→ Pagina:
◇ ◇ ◇ ◇ ◇
Rust in Woz na invoering klassenstelsel
De manier van waarderen blijft hetzelfde. Maar nadat de waarde is bepaald, wordt deze voor het bepalen van de belastingschuld (voor de onroerendezaakbelasting en de watersysteemheffing) in klassen geplaatst. Daarbij wordt het belastingbedrag voor de desbetreffende klasse een ‘vast’ bedrag. Zo blijft de wet Woz gewoon hetzelfde, alleen door een wijziging van de Gemeentewet en de Waterschapswet zou een klassenstelsel mogelijk moeten worden gemaakt.
Het waarderen van woningen levert relatief veel bezwaren op, met name via no cure, no pay-bedrijven. Invoering van een klassenstelsel zou een game changer kunnen zijn. Valt je woning binnen een bepaalde categorie, dan betaal je een vast bedrag.
Streep door verdienmodel no cure, no pay-bedrijven
De manier van waarderen blijft hetzelfde. Maar nadat de waarde is bepaald, wordt deze voor het bepalen van de belastingschuld (voor de onroerendezaakbelasting en de watersysteemheffing) in klassen geplaatst. Daarbij wordt het belastingbedrag voor de desbetreffende klasse een ‘vast’ bedrag. Zo blijft de wet Woz gewoon hetzelfde, alleen door een wijziging van de Gemeentewet en de Waterschapswet zou een klassenstelsel mogelijk moeten worden gemaakt.
Betalen moet je als huiseigenaar evengoed, maar je weet van tevoren beter waar je aan toe bent. ‘Het geeft rust en duidelijkheid’, vat Jan Vonk het belangrijkste voordeel samen. De adjunct-directeur van de Belastingsamenwerking gemeenten en Hoogheemraadschap Utrecht (BghU) is één van de bedenkers van het klassen-omslagstelsel. Met het stelsel is zeer recentelijk proefgedraaid in drie gemeenten: Houten, Utrecht en Zeist.
◇ ◇ ◇ ◇ ◇
→ Schriftelijke opdracht A: Herhaal woordelijk alles uit de tekst over de Woz van "Rust in Woz" tot en met "een vast bedrag.".
→ Schriftelijke opdracht B: Noem alle gemeenten waarin volgens de tekst over de Woz met het klassen-omslagstelsel is proefgedraaid.
◇ ◇ ◇ ◇ ◇
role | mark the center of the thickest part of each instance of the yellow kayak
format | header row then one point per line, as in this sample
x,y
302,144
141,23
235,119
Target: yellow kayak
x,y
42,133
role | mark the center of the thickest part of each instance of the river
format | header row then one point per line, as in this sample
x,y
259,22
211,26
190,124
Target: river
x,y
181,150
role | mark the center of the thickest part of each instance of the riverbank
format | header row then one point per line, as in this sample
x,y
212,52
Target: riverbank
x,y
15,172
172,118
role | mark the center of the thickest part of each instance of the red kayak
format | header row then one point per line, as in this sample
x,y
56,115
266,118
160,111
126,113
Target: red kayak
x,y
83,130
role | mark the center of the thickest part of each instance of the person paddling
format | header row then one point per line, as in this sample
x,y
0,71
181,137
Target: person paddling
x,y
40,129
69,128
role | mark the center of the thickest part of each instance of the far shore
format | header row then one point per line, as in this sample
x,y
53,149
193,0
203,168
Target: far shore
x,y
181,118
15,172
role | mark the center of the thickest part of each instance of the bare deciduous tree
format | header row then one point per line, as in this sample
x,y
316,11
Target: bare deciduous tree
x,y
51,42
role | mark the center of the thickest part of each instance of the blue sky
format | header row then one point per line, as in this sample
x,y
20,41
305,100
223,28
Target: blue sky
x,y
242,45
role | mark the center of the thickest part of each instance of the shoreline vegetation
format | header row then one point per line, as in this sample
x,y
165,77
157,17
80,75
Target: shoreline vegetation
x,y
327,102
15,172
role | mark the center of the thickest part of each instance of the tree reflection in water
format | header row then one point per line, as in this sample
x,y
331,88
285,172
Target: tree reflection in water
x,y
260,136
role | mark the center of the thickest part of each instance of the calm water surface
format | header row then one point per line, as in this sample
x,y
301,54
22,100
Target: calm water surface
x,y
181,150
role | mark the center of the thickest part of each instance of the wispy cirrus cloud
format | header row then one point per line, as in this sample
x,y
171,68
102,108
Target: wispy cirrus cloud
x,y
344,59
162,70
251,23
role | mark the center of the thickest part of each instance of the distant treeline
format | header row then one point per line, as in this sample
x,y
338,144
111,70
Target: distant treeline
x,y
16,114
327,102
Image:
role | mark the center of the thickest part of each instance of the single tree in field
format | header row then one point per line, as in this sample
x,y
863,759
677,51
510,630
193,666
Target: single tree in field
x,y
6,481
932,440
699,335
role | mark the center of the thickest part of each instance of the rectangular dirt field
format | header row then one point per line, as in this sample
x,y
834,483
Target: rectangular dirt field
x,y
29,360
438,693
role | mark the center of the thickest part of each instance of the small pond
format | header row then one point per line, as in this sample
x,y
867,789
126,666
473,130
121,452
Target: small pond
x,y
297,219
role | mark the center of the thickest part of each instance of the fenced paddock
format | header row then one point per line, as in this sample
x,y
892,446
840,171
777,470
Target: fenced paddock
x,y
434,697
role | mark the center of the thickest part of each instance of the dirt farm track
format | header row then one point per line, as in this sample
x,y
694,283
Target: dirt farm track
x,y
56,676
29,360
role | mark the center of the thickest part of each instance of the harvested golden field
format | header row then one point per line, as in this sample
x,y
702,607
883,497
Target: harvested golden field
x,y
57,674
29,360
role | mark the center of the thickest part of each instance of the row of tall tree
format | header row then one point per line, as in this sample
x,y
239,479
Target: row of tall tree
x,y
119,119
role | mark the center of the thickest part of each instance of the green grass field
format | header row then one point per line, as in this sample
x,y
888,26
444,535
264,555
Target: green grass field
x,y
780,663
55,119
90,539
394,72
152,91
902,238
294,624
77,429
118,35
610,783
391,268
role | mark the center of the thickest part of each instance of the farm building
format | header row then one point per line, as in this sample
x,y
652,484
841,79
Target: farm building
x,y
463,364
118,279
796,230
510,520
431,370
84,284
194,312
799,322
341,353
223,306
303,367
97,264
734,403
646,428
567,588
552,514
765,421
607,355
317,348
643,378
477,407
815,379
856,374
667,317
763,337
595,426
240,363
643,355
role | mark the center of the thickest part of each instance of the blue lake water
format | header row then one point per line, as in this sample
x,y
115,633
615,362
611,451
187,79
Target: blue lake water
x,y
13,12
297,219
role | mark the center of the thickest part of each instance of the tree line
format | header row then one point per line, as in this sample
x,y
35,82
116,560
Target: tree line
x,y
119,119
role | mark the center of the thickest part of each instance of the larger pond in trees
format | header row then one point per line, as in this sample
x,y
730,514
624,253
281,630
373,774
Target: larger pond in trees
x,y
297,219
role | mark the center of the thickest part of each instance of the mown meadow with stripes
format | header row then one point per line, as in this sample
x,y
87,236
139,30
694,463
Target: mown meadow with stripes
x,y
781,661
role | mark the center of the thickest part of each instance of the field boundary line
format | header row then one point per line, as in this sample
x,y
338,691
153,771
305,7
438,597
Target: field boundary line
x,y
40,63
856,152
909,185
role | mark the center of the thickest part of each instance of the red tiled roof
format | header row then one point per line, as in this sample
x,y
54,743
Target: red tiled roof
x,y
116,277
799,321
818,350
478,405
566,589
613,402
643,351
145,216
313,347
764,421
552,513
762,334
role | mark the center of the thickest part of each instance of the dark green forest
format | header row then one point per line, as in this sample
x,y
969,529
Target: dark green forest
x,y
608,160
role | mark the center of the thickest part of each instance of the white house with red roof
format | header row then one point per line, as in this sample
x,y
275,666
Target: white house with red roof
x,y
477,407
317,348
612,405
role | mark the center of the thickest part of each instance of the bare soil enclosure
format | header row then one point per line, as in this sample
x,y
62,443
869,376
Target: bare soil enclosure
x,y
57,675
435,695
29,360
◇ ◇ ◇ ◇ ◇
→ Antwoord A:
Rust in Woz na invoering klassenstelsel
De manier van waarderen blijft hetzelfde. Maar nadat de waarde is bepaald, wordt deze voor het bepalen van de belastingschuld (voor de onroerendezaakbelasting en de watersysteemheffing) in klassen geplaatst. Daarbij wordt het belastingbedrag voor de desbetreffende klasse een ‘vast’ bedrag. Zo blijft de wet Woz gewoon hetzelfde, alleen door een wijziging van de Gemeentewet en de Waterschapswet zou een klassenstelsel mogelijk moeten worden gemaakt.
Het waarderen van woningen levert relatief veel bezwaren op, met name via no cure, no pay-bedrijven. Invoering van een klassenstelsel zou een game changer kunnen zijn. Valt je woning binnen een bepaalde categorie, dan betaal je een vast bedrag.

→ Antwoord B: Houten, Utrecht en Zeist.